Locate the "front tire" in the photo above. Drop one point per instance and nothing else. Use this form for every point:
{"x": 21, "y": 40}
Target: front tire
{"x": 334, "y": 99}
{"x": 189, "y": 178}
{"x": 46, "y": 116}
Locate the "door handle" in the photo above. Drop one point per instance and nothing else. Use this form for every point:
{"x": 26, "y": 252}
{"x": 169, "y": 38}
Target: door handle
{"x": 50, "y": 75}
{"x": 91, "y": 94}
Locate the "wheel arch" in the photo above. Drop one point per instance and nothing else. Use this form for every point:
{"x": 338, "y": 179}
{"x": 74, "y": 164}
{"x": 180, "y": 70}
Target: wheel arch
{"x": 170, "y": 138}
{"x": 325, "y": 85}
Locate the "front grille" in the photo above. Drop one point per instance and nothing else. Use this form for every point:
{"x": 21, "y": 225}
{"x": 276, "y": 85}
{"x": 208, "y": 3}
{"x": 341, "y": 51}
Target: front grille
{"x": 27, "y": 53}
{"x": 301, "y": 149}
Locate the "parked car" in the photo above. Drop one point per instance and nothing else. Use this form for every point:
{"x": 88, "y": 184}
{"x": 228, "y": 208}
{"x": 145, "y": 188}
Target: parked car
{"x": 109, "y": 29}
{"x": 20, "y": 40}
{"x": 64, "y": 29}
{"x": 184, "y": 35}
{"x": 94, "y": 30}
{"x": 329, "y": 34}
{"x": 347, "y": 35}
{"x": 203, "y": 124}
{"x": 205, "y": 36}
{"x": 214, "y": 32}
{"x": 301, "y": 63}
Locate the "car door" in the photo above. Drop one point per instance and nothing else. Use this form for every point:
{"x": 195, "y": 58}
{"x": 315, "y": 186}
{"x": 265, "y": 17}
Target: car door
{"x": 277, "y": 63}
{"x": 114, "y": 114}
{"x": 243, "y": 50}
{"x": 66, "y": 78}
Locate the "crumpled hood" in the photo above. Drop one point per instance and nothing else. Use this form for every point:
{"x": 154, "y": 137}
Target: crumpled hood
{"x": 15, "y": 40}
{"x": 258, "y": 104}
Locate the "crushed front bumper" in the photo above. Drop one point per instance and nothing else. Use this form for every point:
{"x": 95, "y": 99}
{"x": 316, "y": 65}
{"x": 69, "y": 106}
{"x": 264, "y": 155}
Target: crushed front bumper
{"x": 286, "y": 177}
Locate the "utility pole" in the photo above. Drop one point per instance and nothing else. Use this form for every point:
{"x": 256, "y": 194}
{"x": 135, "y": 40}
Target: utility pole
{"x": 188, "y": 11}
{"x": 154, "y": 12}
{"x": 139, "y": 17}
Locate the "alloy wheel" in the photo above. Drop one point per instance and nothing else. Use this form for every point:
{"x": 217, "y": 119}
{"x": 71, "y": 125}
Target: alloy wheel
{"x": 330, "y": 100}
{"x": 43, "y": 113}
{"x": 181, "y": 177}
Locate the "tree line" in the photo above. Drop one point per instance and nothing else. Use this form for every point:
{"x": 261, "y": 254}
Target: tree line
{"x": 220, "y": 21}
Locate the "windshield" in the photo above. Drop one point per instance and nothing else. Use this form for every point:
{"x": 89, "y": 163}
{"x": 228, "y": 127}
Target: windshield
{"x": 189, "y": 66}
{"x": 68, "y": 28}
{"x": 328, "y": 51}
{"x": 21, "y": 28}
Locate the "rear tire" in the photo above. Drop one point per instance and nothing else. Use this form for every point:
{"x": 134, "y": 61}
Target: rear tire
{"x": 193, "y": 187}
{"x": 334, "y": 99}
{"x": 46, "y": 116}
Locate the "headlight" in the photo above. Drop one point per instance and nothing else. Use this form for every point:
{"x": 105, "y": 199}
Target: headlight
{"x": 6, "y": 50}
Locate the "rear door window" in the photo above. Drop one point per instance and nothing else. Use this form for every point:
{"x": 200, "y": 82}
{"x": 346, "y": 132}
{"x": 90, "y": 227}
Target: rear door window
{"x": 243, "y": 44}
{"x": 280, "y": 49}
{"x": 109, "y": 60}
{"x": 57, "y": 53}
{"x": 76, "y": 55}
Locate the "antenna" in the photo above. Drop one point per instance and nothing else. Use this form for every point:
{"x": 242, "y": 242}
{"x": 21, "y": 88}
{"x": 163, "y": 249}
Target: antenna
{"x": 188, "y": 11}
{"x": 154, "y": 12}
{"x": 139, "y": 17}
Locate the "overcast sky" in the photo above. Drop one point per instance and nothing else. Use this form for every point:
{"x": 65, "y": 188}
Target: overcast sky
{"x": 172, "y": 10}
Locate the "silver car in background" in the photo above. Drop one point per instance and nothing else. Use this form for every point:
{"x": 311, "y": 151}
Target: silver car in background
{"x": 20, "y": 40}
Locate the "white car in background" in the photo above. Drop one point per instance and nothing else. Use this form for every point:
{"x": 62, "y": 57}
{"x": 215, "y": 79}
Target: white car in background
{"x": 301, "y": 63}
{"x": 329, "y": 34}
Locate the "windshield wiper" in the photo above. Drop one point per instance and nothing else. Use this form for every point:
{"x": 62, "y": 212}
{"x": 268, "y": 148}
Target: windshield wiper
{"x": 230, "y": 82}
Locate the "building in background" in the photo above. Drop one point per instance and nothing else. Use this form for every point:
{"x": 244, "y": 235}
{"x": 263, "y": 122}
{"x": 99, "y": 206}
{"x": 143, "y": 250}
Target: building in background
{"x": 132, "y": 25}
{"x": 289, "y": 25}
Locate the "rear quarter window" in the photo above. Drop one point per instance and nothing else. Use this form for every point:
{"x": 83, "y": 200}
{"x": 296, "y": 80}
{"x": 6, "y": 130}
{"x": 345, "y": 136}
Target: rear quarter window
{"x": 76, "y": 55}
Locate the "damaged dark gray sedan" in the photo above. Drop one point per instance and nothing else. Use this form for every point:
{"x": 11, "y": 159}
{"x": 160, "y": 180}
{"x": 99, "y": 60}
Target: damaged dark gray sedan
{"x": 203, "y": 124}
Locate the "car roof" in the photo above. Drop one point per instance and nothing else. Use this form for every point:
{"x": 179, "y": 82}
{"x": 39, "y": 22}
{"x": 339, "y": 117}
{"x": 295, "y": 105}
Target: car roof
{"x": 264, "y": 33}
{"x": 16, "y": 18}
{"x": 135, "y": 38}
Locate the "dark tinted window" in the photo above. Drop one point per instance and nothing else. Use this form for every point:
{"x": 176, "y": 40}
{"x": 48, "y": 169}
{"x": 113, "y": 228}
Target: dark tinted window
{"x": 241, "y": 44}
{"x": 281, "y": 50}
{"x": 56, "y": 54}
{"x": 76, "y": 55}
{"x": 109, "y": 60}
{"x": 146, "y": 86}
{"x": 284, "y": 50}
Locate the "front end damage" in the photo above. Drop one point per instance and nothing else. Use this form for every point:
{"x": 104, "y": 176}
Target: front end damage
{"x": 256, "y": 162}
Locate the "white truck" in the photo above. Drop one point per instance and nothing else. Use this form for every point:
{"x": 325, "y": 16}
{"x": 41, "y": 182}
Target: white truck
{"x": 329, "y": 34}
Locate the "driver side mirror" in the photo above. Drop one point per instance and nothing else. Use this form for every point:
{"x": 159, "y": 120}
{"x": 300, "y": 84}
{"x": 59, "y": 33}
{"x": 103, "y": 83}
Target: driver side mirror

Task to complete.
Count the lines of the items above that contain the string "arch" with case taken into account, and reply with that number alone.

Worked solution.
2